DATA FOR THE TASK Start Marker

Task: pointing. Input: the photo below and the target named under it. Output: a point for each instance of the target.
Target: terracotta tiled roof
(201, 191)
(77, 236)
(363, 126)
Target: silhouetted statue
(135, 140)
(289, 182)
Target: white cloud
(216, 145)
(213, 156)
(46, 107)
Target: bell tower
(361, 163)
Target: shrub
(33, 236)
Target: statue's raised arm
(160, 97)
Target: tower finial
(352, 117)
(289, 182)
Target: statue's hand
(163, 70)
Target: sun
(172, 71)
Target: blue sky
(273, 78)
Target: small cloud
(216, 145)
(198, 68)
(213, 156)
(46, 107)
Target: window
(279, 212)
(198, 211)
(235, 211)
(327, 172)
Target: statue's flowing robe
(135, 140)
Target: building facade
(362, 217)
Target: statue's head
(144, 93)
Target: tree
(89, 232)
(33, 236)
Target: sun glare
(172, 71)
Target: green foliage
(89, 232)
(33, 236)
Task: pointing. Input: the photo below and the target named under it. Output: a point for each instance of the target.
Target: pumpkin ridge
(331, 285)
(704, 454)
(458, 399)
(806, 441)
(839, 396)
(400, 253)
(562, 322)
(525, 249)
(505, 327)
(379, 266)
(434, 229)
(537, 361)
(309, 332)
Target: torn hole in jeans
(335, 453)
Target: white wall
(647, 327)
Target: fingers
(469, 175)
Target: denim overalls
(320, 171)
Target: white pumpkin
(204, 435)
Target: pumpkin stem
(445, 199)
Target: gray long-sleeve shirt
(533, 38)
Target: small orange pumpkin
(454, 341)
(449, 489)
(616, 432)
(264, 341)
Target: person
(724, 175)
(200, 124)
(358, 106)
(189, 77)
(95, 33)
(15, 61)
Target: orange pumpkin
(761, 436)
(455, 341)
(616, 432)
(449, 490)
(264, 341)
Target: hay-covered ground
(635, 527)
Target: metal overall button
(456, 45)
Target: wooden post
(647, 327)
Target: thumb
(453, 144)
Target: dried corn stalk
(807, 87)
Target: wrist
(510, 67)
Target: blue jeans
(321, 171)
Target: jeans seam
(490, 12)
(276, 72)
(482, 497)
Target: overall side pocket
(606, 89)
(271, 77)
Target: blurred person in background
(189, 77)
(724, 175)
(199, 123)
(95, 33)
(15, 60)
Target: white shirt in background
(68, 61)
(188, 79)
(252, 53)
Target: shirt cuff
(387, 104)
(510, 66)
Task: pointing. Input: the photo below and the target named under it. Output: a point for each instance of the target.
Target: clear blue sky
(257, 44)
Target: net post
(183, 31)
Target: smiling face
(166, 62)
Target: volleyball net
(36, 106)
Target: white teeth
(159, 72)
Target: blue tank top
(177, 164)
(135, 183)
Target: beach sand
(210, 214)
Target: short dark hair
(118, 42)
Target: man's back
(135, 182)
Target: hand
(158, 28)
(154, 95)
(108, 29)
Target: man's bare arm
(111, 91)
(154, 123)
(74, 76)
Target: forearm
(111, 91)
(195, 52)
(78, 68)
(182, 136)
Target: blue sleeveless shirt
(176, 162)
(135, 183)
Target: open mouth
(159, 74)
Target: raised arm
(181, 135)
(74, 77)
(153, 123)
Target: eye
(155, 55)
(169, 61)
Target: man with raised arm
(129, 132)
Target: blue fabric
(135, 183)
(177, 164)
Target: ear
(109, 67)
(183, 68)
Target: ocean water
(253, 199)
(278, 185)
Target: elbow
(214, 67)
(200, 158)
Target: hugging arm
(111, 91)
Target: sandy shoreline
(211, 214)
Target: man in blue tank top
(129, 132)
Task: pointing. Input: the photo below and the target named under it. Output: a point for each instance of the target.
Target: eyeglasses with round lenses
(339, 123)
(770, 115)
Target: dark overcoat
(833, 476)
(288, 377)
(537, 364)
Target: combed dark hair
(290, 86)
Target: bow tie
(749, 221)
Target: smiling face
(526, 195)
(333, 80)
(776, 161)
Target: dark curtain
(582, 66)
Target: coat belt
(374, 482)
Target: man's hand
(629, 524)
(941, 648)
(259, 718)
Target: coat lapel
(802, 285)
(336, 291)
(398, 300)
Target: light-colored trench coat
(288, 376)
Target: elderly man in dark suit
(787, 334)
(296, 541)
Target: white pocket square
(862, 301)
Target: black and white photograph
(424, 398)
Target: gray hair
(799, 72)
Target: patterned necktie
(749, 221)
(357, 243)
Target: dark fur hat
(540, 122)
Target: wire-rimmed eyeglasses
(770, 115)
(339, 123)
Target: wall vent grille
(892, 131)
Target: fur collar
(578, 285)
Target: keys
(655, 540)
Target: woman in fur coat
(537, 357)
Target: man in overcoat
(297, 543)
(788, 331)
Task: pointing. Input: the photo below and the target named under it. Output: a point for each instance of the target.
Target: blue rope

DATA FOR THE TASK End Marker
DATA FOR THE TASK Start Marker

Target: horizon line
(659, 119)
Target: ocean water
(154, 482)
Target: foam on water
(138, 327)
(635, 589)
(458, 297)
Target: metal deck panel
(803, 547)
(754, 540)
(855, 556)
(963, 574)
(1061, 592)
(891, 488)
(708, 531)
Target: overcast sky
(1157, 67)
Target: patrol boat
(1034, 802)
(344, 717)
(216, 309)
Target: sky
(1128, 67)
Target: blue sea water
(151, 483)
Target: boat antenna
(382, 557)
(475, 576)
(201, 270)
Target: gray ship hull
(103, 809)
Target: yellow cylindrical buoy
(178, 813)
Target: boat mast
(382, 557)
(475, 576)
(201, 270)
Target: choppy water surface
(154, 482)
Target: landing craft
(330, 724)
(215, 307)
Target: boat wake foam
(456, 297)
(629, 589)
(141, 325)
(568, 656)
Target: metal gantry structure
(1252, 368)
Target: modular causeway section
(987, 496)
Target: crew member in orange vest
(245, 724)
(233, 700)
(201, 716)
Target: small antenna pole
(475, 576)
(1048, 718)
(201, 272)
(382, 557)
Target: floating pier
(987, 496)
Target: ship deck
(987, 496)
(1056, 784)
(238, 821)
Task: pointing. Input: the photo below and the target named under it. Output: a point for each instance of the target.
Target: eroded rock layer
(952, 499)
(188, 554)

DATA FOR THE TASK End Marker

■ ASSIGNMENT:
Here the output must be the lines above from the line with "Target: gray hair" to the line with "Target: blue rope", both included, duplicated word for word and nothing else.

■ EXERCISE RESPONSE:
Target: gray hair
(799, 72)
Target: patterned necktie
(749, 221)
(357, 243)
Target: dark fur hat
(540, 122)
Target: wire-rimmed eyeglasses
(770, 115)
(339, 123)
Target: wall vent grille
(892, 131)
Target: fur collar
(578, 285)
Target: keys
(655, 540)
Target: woman in fur coat
(537, 357)
Target: man in overcoat
(297, 543)
(788, 331)
Task: pointing. Input: the photo below and the target named under it. Output: a point for each instance of the target.
Target: blue rope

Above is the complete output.